### Work instructions
Replace "ice chunk" with "ice fragment" in the stretch of lines from the one containing "the person in" through the end of the records, and give only those lines, leaving everything else unchanged and omitting the pictures.

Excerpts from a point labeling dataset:
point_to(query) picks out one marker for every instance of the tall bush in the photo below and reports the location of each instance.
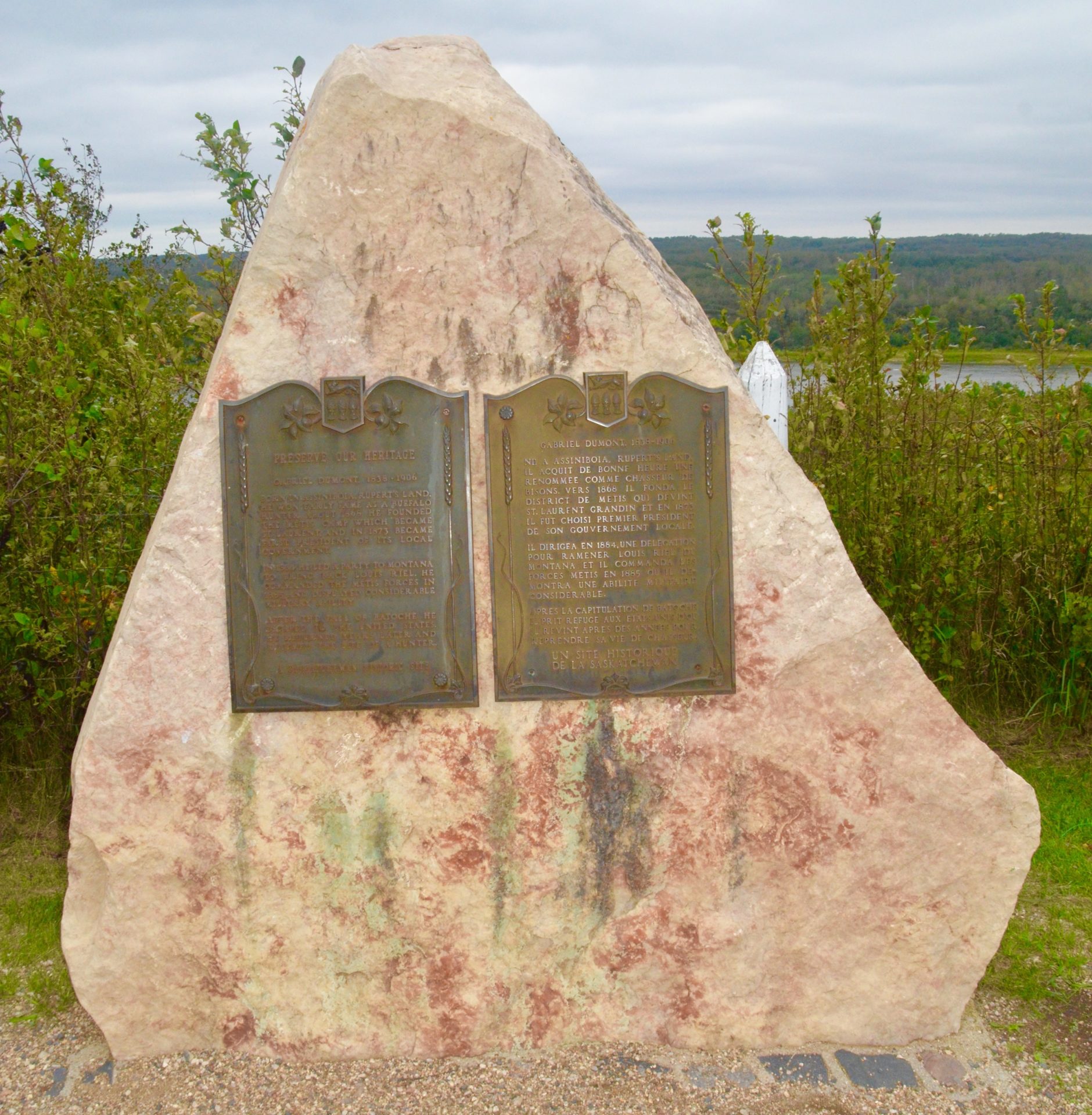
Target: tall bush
(100, 361)
(966, 509)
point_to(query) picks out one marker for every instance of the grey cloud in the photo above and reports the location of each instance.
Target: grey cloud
(969, 116)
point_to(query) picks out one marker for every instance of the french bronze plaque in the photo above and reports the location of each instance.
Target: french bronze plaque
(610, 538)
(347, 546)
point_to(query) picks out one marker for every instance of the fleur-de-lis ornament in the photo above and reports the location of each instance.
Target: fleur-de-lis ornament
(386, 415)
(299, 418)
(562, 413)
(648, 408)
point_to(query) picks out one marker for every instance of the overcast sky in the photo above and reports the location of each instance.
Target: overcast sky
(946, 115)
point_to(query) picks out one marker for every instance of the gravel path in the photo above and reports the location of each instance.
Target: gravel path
(64, 1066)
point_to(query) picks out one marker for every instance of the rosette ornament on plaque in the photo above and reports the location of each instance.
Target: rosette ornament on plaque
(347, 546)
(610, 538)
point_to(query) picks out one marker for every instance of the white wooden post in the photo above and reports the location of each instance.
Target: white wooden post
(768, 385)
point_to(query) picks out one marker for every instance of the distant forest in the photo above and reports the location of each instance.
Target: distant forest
(965, 279)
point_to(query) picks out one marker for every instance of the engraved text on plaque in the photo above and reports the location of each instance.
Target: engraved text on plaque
(347, 546)
(610, 538)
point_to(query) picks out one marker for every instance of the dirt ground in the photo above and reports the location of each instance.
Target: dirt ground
(63, 1065)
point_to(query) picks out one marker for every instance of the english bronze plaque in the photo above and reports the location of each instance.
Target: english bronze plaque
(347, 546)
(610, 538)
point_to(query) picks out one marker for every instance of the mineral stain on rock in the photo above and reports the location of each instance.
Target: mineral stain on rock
(618, 812)
(502, 805)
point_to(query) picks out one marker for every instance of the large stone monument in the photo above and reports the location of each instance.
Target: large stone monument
(827, 853)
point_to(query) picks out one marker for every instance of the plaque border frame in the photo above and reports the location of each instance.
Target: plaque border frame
(683, 687)
(472, 686)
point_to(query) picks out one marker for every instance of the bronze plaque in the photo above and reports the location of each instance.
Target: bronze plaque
(610, 538)
(347, 546)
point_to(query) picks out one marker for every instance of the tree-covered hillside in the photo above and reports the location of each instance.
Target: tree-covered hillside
(966, 279)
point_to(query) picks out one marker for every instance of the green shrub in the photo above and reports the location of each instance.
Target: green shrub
(966, 510)
(100, 362)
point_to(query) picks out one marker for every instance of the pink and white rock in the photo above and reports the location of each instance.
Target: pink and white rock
(829, 854)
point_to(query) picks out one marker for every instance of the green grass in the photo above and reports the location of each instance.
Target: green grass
(1047, 952)
(34, 980)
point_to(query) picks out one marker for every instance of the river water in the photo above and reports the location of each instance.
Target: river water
(987, 374)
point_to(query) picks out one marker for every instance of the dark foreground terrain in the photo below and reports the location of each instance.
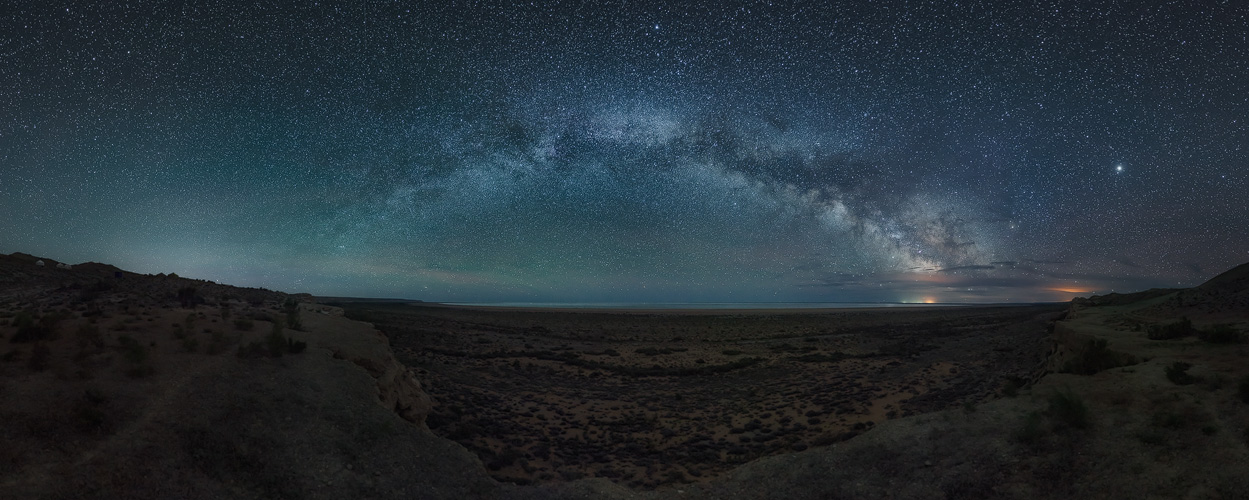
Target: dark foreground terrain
(118, 385)
(653, 398)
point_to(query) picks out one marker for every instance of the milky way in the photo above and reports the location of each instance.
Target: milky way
(605, 151)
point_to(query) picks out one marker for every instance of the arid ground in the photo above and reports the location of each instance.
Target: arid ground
(653, 398)
(118, 385)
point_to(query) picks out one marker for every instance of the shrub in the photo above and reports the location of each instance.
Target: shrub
(1067, 408)
(89, 336)
(31, 328)
(294, 346)
(1012, 385)
(1222, 334)
(217, 344)
(189, 296)
(136, 356)
(1178, 373)
(1095, 356)
(1032, 430)
(1175, 330)
(275, 344)
(40, 358)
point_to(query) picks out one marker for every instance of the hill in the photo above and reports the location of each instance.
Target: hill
(148, 386)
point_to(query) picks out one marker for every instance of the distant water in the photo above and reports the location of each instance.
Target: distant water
(712, 305)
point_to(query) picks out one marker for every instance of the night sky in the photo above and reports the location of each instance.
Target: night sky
(633, 151)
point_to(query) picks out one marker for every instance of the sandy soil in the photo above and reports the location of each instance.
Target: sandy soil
(656, 398)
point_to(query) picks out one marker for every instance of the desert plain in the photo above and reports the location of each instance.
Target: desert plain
(123, 385)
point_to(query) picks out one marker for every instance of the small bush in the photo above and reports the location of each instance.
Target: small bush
(33, 328)
(294, 346)
(1178, 373)
(252, 350)
(1012, 385)
(1067, 408)
(1222, 334)
(1175, 330)
(136, 356)
(40, 358)
(276, 344)
(1095, 358)
(1032, 430)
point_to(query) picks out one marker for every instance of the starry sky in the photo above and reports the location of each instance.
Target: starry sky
(954, 151)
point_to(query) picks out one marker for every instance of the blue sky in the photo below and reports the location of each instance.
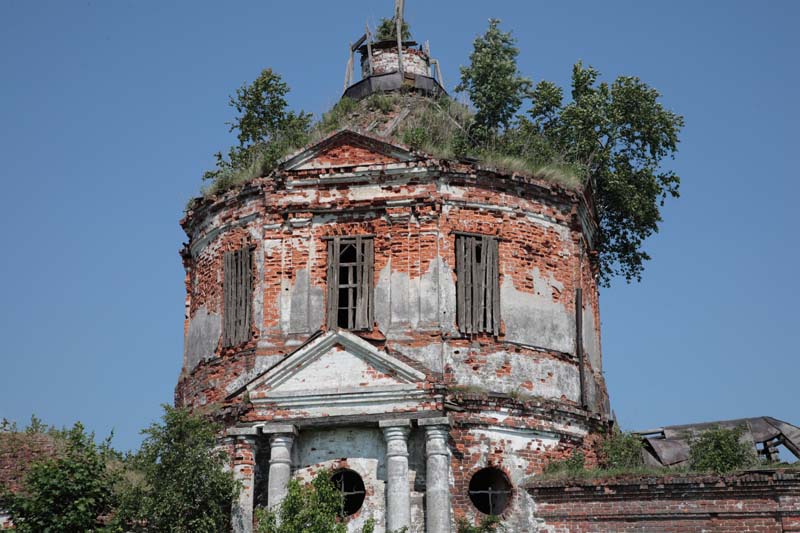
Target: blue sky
(110, 112)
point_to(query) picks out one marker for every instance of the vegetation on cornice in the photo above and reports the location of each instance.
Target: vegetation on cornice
(613, 137)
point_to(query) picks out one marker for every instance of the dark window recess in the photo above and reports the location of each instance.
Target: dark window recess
(238, 288)
(352, 488)
(490, 491)
(350, 283)
(477, 284)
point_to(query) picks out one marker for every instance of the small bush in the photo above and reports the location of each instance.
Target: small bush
(622, 450)
(573, 465)
(387, 30)
(308, 508)
(489, 524)
(415, 138)
(720, 450)
(70, 492)
(381, 102)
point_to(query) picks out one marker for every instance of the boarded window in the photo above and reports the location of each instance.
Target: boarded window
(238, 291)
(350, 275)
(477, 284)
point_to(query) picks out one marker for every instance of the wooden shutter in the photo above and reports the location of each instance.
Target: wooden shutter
(237, 289)
(477, 284)
(333, 283)
(364, 277)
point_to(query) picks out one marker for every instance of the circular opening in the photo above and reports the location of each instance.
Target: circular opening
(490, 491)
(352, 488)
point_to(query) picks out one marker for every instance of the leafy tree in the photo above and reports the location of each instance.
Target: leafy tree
(387, 30)
(492, 80)
(266, 129)
(67, 493)
(177, 481)
(621, 450)
(620, 134)
(720, 450)
(308, 508)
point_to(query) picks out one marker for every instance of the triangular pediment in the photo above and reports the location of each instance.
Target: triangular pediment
(347, 148)
(336, 363)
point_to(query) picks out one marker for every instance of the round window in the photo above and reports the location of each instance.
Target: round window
(352, 487)
(490, 491)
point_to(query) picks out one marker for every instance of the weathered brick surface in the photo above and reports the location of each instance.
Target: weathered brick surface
(516, 396)
(18, 450)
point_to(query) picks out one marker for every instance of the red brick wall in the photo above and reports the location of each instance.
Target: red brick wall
(410, 236)
(751, 502)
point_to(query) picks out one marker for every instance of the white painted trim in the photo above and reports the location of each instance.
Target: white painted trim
(293, 364)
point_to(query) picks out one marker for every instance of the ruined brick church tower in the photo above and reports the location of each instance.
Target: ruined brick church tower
(425, 329)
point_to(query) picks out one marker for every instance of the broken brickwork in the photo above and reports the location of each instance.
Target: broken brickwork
(512, 400)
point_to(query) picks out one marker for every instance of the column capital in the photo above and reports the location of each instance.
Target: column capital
(437, 421)
(395, 422)
(279, 429)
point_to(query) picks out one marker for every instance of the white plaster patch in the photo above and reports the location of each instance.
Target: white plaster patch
(335, 370)
(535, 319)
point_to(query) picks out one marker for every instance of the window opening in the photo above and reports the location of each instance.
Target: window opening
(350, 286)
(477, 284)
(351, 486)
(490, 491)
(238, 288)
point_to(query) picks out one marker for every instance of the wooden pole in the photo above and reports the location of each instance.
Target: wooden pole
(427, 49)
(348, 71)
(398, 18)
(369, 48)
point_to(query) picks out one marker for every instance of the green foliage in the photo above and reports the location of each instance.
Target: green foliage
(308, 508)
(177, 481)
(415, 138)
(621, 450)
(615, 136)
(620, 134)
(572, 465)
(492, 80)
(720, 450)
(489, 524)
(381, 102)
(68, 493)
(266, 130)
(336, 116)
(387, 30)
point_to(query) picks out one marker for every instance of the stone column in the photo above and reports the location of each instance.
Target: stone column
(437, 475)
(244, 461)
(281, 439)
(398, 490)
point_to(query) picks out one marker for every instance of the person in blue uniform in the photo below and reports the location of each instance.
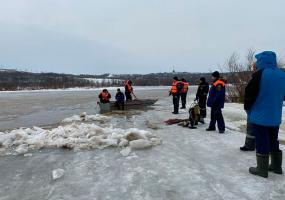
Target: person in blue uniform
(216, 102)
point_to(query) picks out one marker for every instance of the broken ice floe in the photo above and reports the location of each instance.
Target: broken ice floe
(74, 136)
(85, 117)
(57, 173)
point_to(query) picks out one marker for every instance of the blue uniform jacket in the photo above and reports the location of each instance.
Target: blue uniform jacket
(216, 98)
(267, 108)
(120, 97)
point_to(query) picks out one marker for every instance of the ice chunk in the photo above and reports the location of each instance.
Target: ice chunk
(123, 142)
(57, 173)
(22, 149)
(125, 152)
(140, 144)
(135, 136)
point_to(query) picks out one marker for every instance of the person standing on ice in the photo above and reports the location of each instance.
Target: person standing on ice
(251, 92)
(104, 96)
(265, 115)
(184, 93)
(175, 91)
(120, 99)
(128, 90)
(201, 97)
(216, 102)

### Finished exercise
point_to(query) picks out one marker for every instance of the person in blue uniform in the photo below and reports the location of each instance.
Target: person in blue uniform
(216, 102)
point_to(query) picks out one marker for every instance of the broken ice floe in the photo above and reports the location of each instance.
Target: broken ice floe
(74, 136)
(85, 117)
(57, 173)
point_to(query) picks out one marker for every instance of the blue uniform jacket in the photo above and reports the location of each instance.
Target: blue uniform jacket
(216, 98)
(267, 108)
(120, 97)
point_to(query) picks out one marker for every instance of the ice fragment in the photo above and reports the location of each instance.
Target: ice fragment
(123, 142)
(57, 173)
(22, 149)
(125, 152)
(140, 144)
(135, 136)
point_to(query) picks out one marker for every instance of the person standing on ice in the photo above and reports the location of each instance.
Target: person standing on ice
(251, 92)
(104, 96)
(265, 115)
(184, 93)
(175, 91)
(120, 99)
(128, 90)
(201, 97)
(216, 102)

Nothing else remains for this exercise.